Exercise directions -> Could you reproduce, word for word, the stretch of the forum thread on fixed-effects Cox regression below from "A fixed effects" to "each time point."?

Provided passage ->
I have a panel data set with right censoring. So I have individuals i with several time varying covariates Xit. For some individuals we observe event E (canceling their contract) and others we don't. The goal is to determine the effect of Xi on E. To consider the censoring structure of the data I wanted to use the Cox Proportional Hazard model. To control for time fixed factors, I wanted to demean the data (individual fixed effects). Here is my (simplified) approach in python using the lifelines package:

import pandas as pd
import dumpy as np
from lifelines import CoxTimeVaryingFitter

def demean_data(df, confounder, id_var):
    df[f'mean_{confounder}'] = df.groupby(id_var)[confounder].transform(np.mean)
    df[f'{confounder}_demeaned'] = df[confounder] - df[f'mean_{confounder}']
    return df.drop(columns=[f'mean_{confounder}', confounder])

df = demean_data(df, confounder, id_var)

ctv = CoxTimeVaryingFitter(penalizer=0.1)

Now I found this article, which is confusing me, as it says that "fixed-effects Cox regression is not feasible when each individual experiences no more than one event". I do not understand, why fixed effects are unfeasible for Cox PH model.


1 Answer 1


A fixed effects regression model in this context eliminates the effects of time-fixed factors by de-meaning both the predictors and the outcome within each individual at each time point.

In a Cox survival model, the outcome is a time to event (potentially censored). Calculations are effectively done event time by event time, using the predictor values in place at each event time for all those at risk. There is no consideration of the history of the covariate values, just their current values and whether or not an individual had the event at that time.

Excerpted data ->
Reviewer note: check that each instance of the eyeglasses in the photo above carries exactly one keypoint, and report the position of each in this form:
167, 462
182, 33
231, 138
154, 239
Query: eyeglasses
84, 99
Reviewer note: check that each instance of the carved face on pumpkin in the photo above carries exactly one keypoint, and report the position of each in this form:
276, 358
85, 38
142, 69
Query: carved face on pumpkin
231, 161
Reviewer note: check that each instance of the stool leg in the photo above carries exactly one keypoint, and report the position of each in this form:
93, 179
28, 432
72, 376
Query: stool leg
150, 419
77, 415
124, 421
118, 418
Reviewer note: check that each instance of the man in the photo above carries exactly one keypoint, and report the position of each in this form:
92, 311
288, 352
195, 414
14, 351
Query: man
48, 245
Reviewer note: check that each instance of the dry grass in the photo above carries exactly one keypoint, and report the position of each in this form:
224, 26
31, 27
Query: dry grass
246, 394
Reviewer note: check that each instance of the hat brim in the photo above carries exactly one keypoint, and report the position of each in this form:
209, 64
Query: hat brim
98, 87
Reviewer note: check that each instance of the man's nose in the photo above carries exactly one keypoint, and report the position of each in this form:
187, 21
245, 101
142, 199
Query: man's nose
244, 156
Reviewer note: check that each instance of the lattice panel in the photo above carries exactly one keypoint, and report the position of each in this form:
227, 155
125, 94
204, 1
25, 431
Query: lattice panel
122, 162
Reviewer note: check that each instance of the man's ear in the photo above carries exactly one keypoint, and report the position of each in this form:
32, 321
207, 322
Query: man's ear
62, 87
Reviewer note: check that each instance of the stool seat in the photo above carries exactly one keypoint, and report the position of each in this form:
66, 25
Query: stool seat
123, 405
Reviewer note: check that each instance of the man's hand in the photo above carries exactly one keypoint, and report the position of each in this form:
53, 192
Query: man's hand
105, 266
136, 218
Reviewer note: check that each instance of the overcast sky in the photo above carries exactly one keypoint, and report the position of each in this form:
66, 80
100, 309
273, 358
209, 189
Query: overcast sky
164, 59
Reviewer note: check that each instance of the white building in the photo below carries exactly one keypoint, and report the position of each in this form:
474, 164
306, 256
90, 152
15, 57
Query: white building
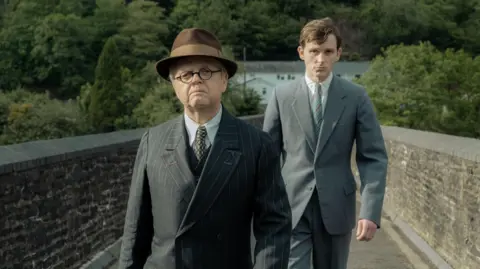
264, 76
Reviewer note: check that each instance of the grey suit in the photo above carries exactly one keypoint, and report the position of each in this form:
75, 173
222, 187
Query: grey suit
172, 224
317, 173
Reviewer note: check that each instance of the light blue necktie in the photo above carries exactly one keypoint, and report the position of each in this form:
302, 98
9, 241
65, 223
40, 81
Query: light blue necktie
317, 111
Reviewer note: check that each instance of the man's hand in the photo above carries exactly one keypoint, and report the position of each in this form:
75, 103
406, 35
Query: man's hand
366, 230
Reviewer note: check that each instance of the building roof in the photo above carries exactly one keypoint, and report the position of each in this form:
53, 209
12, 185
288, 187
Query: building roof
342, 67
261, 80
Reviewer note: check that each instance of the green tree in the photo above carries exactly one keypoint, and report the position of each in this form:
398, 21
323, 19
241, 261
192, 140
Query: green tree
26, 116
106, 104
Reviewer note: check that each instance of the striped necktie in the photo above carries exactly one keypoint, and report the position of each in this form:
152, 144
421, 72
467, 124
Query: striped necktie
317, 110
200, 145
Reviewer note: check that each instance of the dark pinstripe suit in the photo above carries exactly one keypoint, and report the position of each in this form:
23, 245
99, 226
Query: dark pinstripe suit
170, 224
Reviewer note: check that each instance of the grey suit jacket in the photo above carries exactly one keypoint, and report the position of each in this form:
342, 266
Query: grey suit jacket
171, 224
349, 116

Written reply ->
A fixed effects regression model in this context eliminates the effects of time-fixed factors by de-meaning both the predictors and the outcome within each individual at each time point.